- **SOURCE EXCERPT**

Start

While there will be growing dependence between energy suppliers and consumers, ``the risks posed by supply interruptions will be greater'' between now and 2020 than they have been in recent years, the panel said in a study.

Despite recent price and supply shocks, world consumers of energy, including U.S. policy-makers, have been too complacent about ``the fragility of reliable and timely (energy) supplies,'' the report said.

The result of a three-year world energy project by the Center for Strategic and International Studies, the report was worked on by a task force of private and public-sector energy and global security experts headed by former Sen. Sam Nunn of Georgia and James Schlesinger, former energy and defense secretary in the Carter, Nixon and Ford administrations.

The report, was being released Wednesday by Sen. Frank Murkowski, R-Alaska, who has argued that global instability requires the United States to reduce its reliance on oil imports.

By 2020, half of all the petroleum used by the world ``will be met from countries that pose a high risk of internal instability,'' the study said, predicting that a crisis, perhaps even military conflict, is ``highly likely'' in one or more of the world's key energy producing countries.

Furthermore, it said that Iran, Iraq and Libya, each of which are under sanctions by either the United States or United Nations, are likely to ``play an increasingly important role in meeting growing global (energy) demand.''

While not commenting specifically on any of the three countries, the task force urged U.S. policy-makers to ``avoid the indiscriminate use of sanctions,'' saying they are ``not an effective policy tool'' and hinder needed energy production.

The study, however, did not focus on the question of imports vs. domestic production, although it predicted in the coming years ``U.S. net oil imports will continue their steady growth.''

Instead, it urges a series of policy directions aimed at developing closer ties to leading global oil producers and warns that only the United States will be able to ensure the continued flow of energy supplies.

End

- **DATA EXCERPTS**

Start

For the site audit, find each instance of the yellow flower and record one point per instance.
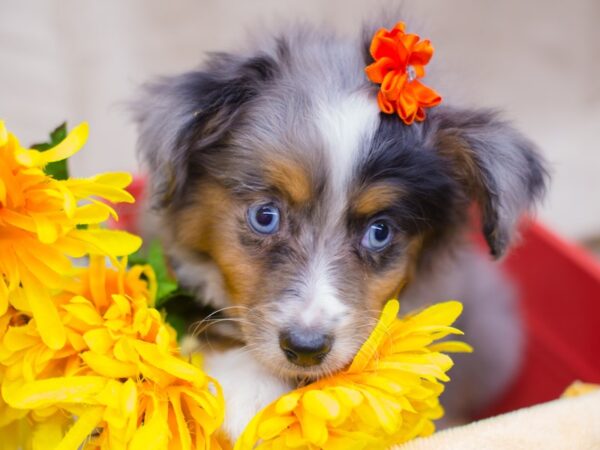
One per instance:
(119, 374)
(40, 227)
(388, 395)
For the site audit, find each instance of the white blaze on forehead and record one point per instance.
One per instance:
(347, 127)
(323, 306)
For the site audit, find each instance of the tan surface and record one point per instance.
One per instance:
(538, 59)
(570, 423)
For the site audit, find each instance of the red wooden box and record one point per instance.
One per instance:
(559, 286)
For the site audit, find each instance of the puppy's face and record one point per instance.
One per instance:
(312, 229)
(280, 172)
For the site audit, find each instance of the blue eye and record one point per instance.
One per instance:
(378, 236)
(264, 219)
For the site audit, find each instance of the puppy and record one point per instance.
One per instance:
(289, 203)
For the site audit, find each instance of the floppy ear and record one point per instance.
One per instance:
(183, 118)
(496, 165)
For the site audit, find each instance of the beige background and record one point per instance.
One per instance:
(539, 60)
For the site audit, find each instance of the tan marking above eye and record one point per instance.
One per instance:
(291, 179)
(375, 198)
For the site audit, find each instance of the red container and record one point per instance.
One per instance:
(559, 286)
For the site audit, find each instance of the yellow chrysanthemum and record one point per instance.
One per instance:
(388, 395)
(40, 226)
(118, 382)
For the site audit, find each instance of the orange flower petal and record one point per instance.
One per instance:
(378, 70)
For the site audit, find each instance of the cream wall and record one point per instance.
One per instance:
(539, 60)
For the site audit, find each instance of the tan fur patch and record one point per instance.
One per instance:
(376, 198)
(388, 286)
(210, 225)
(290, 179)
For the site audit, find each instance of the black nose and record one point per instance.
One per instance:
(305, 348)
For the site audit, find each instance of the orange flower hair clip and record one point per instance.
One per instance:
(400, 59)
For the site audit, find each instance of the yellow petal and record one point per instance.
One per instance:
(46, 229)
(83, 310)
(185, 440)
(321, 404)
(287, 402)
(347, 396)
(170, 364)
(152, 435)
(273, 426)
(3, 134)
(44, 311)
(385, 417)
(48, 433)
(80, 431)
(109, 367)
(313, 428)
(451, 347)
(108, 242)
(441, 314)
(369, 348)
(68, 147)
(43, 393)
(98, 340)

End
Start

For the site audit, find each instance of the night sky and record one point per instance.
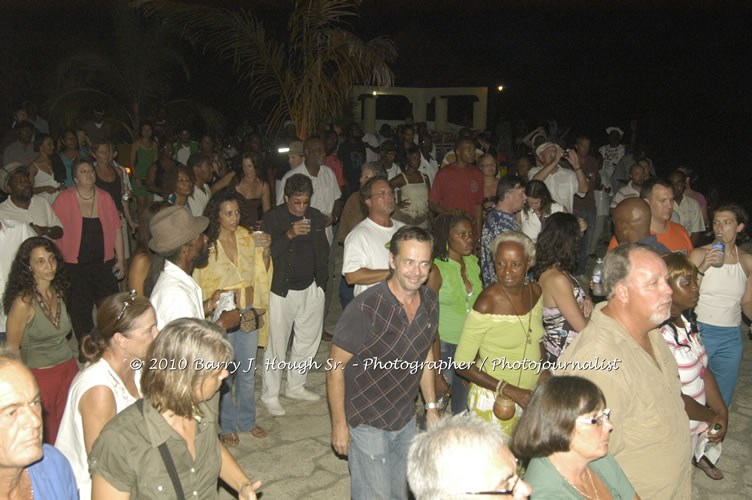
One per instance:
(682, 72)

End

- **GIVEN EXERCISE**
According to the energy report excerpt, who headed the task force that worked on the report? Rely on the energy report excerpt alone.

- **TASK OUTPUT**
Former Sen. Sam Nunn of Georgia and James Schlesinger.